* Исходный текст:
....
И вот выходим мы с матерью 1 сентября. И точно на восток идет тротуар. А иней! Там, в Кемерово, так — уже с 20 августа земля серебряная по утрам. 3—5 градусов мороза. А днем 26—27 градусов тепла. Буквально неделю стоит такая погода. Багряный лес. Красиво все. Днем жарко, а ночью холодно. И вот идем мы с мамой по этому тротуару. Останавливается мать — знакомых много. «Вот, — говорит, — веду своего предпоследнего в школу… Вот, веду своего предпоследнего…» А я стою на тротуаре, жду каждый раз — и пальцем ноги сердечки делаю на инее. Дальше идем, заводит она меня в парикмахерскую. Раньше нельзя было в школу ходить вихрастым. Обязательно наголо стригли. Начинают меня там «драть» ручной машинкой. А та тупая! Больно. У меня слезы текут. Мама успокаивает: «Терпи, сыночек».
Потом построение во дворе школы. Стоим и мы, первоклашки (тогда в первый класс в восемь лет шли). Земля серебристая. Я — босиком. Еще человек пять — тоже босиком. И вокруг ног у нас иней тает. Через неделю мне действительно счастье привалило. Выдали коричневые туфли — девичьи, с перемычкой. Кожаные, настоящие. А как они пахли, ой, как вкусно пахли! Где-то на следующей неделе играем в футбол. И вдруг — подошва оторвалась. Я до темноты домой не иду — боюсь. Туфли — единственные. Но пришел все-таки — матери сразу в подол. И самому стыдно. Отец из кожи лезет, чтобы накормить, а я тут… Предательство! Она меня успокоила, туфли в сторонку положила… Отец пришел часов в десять (а на работу уходил в шесть, — монтировал электросети). Что он делал с моим безобразием, я не знал, не слышал. А утром проснулся. Стоят мои туфли целенькие, отец ночью подбил их гвоздиками. Вот то была радость.
....
* Задачи для работы:
1) Во сколько лет тогда шли в первый класс, судя по рассказу о первом школьном дне?
2) Допишите рассказ о первом школьном дне, продолжив его после последней фразы.
....
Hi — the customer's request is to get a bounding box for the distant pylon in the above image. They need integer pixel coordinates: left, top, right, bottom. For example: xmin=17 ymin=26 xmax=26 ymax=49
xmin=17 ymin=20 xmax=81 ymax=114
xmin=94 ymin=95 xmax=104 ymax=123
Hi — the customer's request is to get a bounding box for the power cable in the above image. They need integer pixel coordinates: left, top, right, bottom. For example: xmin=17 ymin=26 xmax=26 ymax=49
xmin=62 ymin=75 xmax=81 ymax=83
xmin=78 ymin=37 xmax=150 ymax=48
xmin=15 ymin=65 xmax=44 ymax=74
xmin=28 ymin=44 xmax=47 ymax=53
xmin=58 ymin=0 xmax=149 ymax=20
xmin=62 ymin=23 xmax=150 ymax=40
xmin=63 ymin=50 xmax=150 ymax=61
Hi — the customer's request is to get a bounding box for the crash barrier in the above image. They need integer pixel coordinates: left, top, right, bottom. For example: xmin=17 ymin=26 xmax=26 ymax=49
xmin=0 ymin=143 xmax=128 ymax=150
....
* Ответы:
1) В восемь лет.

2)
Учительница — Клавдия Васильевна Маевская, из эвакуированных, проводила урок рисования. «Дети, прошло лето. Вы где-то отдыхали. Что вы делали? Грибы собирали? Вот и нарисуйте гриб!» Я карандашом нарисовал большой белый гриб, рядом — маленький, и вот так наискось — травинка. Четкая композиция. И еще — тени. Дети ведь чаще всего как рисуют — плоско. Я же представил, где солнце, свет, где тени. Затонировал шляпку, ножку гриба. Тень от большого гриба на маленьком сделал. И эта травиночка еще какую-то изюминку внесла.
Учительница подошла, посмотрела. Схватила мой рисунок и убежала. Я даже не понял, в чем дело. Потом узнал — к директору побежала. И сказала ей: «Анна Андреевна! Смотрите, как ребенок в 8 лет рисует — на моих глазах». Мой шедевр был повешен на стенах школы. В общем, с третьего класса я уже был редактором школьной стенгазеты. Доставалось мне — если что, строго спрашивали: почему газета вовремя не вышла?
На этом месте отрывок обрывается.